## Entries supplied
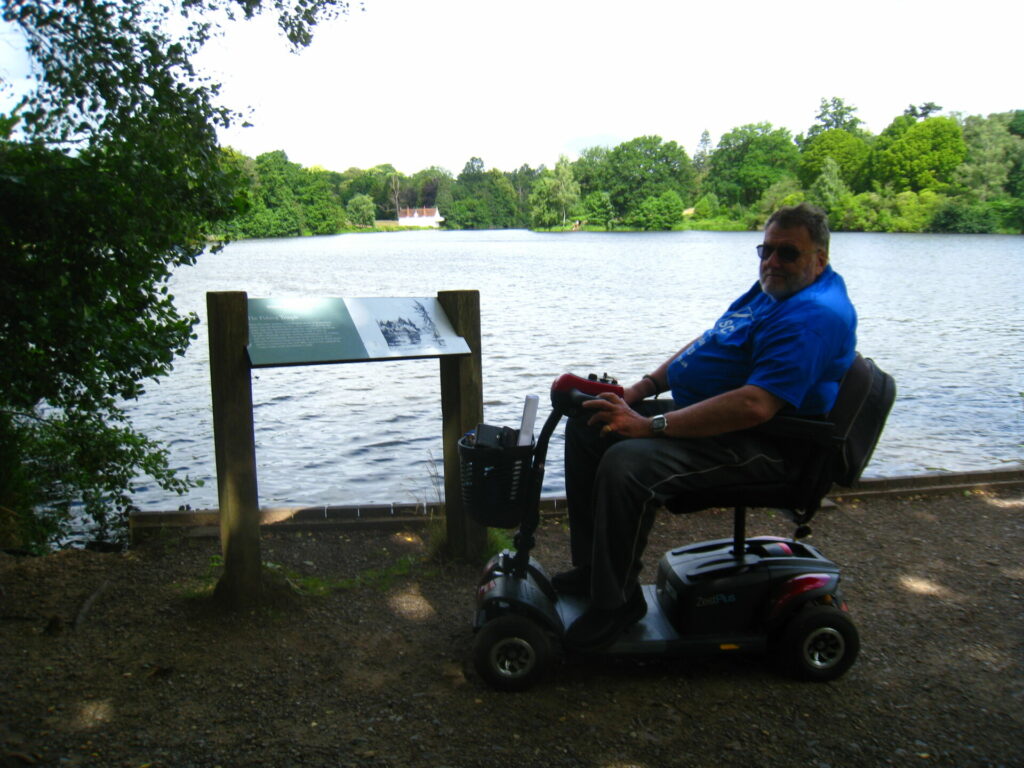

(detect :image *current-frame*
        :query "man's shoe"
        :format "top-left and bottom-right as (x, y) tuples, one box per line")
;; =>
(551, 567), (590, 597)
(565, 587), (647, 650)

---

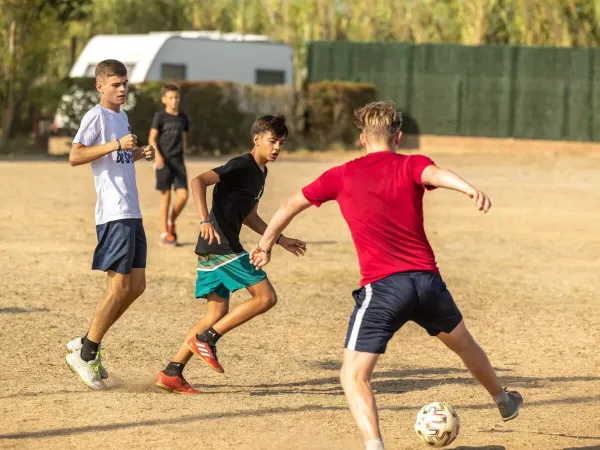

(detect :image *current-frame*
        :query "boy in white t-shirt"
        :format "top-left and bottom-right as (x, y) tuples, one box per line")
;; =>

---

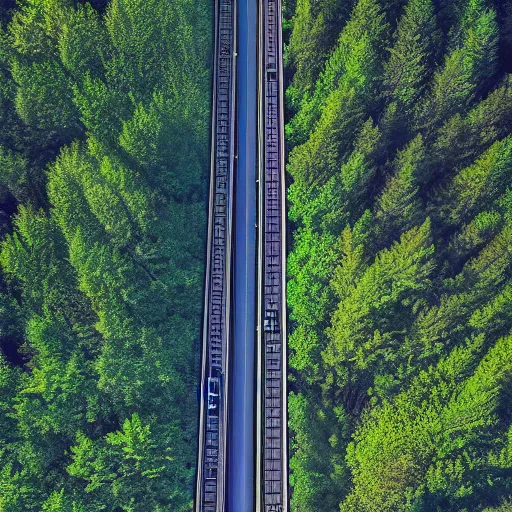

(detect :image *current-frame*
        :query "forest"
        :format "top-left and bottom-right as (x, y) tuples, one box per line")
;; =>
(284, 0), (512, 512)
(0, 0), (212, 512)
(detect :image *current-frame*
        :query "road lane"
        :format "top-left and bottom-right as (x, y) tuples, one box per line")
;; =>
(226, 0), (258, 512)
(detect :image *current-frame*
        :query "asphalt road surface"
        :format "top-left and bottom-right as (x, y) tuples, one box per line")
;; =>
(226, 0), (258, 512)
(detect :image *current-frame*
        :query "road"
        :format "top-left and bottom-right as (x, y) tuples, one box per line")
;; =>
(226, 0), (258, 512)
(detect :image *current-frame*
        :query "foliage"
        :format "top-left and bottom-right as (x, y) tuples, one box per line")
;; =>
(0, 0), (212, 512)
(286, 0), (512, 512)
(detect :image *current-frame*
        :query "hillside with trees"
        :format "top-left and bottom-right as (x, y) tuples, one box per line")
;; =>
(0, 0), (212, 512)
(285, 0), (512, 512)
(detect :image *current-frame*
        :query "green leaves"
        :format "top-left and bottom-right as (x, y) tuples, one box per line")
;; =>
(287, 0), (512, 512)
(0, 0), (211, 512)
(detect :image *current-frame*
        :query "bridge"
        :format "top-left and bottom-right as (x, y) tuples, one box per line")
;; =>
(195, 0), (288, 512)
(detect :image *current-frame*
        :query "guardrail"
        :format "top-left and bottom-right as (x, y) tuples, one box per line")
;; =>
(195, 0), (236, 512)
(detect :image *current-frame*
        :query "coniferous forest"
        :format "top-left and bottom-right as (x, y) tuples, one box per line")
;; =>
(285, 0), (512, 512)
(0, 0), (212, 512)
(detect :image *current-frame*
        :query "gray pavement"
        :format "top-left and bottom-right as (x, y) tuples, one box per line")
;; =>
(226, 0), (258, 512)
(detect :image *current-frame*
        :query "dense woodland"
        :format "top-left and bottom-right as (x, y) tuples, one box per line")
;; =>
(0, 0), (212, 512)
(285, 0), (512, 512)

## Exercise description
Copy out each line of the records above that contains the string "road".

## The answer
        :query "road lane"
        :query "asphalt road surface"
        :query "road"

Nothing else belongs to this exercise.